**Supplied text**:

Practical advice for looking after your soil

Rough surfaces help avoid run-off

Freelance writer Jane Carley gets down to earth to provide practical tips on how to look after your soil and make the most out of one of farming's most precious resources. 

Soil is a precious resource and farming recognises that action must be taken to manage it, preserving structure and fertility for future generations.

No-one knows the value of good soil more than farmers, and it is farmers who hold the land management keys to restoring, and improving, fertility.

Weather conditions, landscape, land use and soil type, texture and soil structure can combine to increase the risk of erosion and runoff. A soil with poor soil structure has a high risk of generating runoff. This is greatest when poor soil structure is near the surface. Deterioration occurs when structural units are deformed as pressure is applied to a wet and soft soil; for example, by machinery or the movement of livestock.

When rainfall intensity exceeds infiltration rate and the soil becomes saturated at the surface, runoff occurs. Naturally well-drained soils rarely become saturated and readily absorb most rainfall. Where the surface loses its porosity, runoff can occur on well-drained soils, when rainfall is as low as 1mm/hr.

Soil texture influences the degree of percolation of water through the soil – those with large proportions of sand have relatively large pores through which water can drain freely and are at less risk of producing runoff. As the proportion of clay increases, the size of the pore space decreases, restricting the movement of water through the soil and increasing the risk of runoff.

**Available data**:
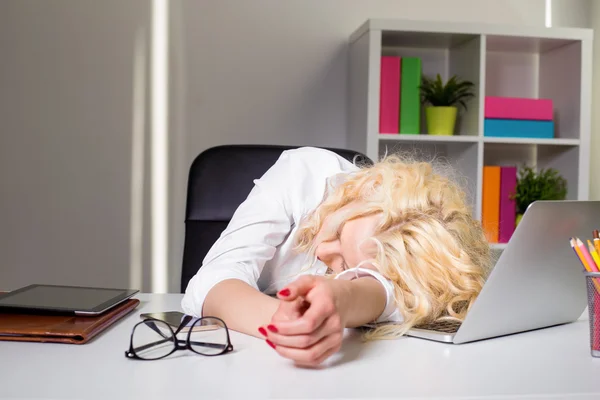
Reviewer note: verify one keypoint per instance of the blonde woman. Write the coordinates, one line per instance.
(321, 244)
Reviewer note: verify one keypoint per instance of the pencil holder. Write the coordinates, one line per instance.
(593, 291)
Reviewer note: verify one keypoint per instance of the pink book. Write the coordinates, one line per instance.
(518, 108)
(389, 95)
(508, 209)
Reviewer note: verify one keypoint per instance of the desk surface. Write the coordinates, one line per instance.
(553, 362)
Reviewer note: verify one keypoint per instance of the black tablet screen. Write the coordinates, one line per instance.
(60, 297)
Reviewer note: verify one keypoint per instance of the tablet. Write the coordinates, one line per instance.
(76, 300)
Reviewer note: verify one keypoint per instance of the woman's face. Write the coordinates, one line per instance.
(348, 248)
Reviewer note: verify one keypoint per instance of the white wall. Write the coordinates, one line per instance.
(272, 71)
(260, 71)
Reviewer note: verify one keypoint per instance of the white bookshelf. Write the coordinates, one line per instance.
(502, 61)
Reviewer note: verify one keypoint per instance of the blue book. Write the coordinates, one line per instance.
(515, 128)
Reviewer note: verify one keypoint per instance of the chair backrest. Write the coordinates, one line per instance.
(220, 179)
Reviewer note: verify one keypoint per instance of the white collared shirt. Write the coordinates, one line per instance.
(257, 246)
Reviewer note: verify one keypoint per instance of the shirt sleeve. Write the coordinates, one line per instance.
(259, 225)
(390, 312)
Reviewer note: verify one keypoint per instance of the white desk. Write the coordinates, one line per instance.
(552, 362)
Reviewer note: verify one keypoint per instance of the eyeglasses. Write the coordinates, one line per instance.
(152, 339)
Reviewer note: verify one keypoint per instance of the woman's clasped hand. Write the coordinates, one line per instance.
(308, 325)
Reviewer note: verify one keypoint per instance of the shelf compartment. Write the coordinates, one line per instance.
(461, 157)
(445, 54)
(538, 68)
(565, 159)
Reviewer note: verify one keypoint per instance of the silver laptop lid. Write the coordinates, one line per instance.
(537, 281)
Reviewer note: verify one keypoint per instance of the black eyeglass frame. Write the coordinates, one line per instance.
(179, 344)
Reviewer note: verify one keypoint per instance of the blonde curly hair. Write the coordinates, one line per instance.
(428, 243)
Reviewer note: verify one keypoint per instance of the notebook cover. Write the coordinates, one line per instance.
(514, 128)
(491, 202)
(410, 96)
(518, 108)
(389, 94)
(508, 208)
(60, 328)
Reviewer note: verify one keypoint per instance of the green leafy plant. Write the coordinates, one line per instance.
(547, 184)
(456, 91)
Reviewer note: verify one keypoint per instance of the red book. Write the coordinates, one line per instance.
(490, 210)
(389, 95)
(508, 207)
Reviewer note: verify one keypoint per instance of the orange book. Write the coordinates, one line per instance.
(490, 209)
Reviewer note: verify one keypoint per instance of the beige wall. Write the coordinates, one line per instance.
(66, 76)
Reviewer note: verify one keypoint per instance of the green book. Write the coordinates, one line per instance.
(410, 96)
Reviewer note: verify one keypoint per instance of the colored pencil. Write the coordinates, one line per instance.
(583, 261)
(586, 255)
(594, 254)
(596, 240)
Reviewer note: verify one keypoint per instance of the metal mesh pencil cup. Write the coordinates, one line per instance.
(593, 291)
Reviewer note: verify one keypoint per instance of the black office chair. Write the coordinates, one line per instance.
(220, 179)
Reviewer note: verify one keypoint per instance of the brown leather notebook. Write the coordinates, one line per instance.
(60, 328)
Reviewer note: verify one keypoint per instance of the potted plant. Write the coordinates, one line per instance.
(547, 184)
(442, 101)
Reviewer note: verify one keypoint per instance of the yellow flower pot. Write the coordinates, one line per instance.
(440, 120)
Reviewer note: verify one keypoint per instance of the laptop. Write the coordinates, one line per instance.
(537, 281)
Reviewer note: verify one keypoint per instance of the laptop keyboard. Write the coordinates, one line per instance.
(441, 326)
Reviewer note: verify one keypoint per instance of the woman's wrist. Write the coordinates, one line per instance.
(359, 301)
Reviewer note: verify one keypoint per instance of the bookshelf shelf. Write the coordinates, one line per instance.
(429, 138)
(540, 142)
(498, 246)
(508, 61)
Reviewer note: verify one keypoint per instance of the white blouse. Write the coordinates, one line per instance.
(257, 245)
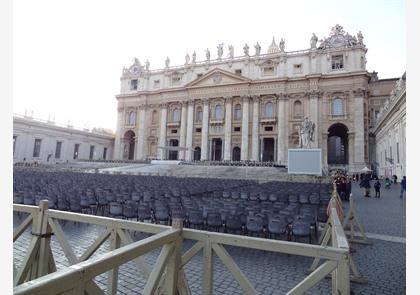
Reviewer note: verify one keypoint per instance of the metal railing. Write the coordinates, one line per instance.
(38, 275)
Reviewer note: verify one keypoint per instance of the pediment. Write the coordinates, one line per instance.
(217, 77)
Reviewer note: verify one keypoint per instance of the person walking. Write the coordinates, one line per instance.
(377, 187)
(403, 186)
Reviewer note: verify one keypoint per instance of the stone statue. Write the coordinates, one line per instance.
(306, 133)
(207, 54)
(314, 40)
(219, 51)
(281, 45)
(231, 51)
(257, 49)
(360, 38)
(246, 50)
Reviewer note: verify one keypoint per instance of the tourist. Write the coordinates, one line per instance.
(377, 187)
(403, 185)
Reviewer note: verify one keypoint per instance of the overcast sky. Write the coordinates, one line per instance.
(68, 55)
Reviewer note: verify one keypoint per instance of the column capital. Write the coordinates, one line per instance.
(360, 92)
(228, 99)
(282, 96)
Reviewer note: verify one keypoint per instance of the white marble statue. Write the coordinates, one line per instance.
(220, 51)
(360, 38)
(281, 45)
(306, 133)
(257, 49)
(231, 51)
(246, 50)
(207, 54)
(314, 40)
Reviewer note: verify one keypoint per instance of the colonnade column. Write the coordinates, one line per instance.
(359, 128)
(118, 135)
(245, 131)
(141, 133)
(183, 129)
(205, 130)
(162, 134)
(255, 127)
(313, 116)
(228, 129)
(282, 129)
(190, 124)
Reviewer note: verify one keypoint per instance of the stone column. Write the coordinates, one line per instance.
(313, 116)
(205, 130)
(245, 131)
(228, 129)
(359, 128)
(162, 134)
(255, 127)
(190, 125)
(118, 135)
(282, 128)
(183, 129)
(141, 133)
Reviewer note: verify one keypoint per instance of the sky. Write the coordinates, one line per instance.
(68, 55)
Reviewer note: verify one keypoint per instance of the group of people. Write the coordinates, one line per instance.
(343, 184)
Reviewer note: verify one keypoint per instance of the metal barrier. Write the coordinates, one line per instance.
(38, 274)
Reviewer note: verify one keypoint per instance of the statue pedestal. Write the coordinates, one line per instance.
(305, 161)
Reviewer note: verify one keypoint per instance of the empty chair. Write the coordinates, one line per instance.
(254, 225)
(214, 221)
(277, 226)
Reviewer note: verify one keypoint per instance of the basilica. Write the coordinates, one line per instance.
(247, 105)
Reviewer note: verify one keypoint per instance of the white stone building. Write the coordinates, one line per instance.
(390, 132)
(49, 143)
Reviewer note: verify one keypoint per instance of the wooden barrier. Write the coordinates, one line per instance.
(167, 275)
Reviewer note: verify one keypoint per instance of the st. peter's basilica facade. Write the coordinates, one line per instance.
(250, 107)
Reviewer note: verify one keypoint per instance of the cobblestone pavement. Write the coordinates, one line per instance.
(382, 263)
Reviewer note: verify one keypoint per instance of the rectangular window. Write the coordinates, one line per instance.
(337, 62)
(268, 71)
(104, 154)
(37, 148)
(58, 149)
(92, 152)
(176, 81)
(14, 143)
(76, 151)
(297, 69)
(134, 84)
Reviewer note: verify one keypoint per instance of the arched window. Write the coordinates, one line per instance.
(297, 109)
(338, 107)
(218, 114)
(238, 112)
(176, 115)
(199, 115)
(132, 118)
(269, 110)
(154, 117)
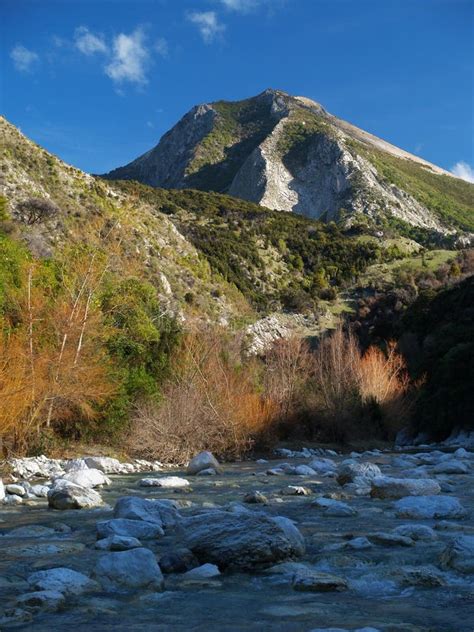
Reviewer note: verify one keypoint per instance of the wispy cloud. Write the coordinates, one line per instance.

**Work to complete**:
(1) Copy from the soil advice article the passage starting with "Practical advice for" and going on through "and improving, fertility.", word for word.
(2) According to the soil advice article, how low can rainfall be and still cause runoff on well-drained soils whose surface has lost its porosity?
(3) Rewrite the paragraph of the soil advice article that begins "Soil texture influences" as a short bulleted list that keeps its main facts.

**Results in order**:
(1)
Practical advice for looking after your soil

Rough surfaces help avoid run-off

Freelance writer Jane Carley gets down to earth to provide practical tips on how to look after your soil and make the most out of one of farming's most precious resources. 

Soil is a precious resource and farming recognises that action must be taken to manage it, preserving structure and fertility for future generations.

No-one knows the value of good soil more than farmers, and it is farmers who hold the land management keys to restoring, and improving, fertility.

(2) As low as 1mm/hr.

(3)
- Soil texture affects how much water percolates through the soil.
- Soils with a large proportion of sand have relatively large pores, so water drains freely and the risk of runoff is lower.
- As the proportion of clay rises, pore spaces get smaller, restricting water movement and increasing the risk of runoff.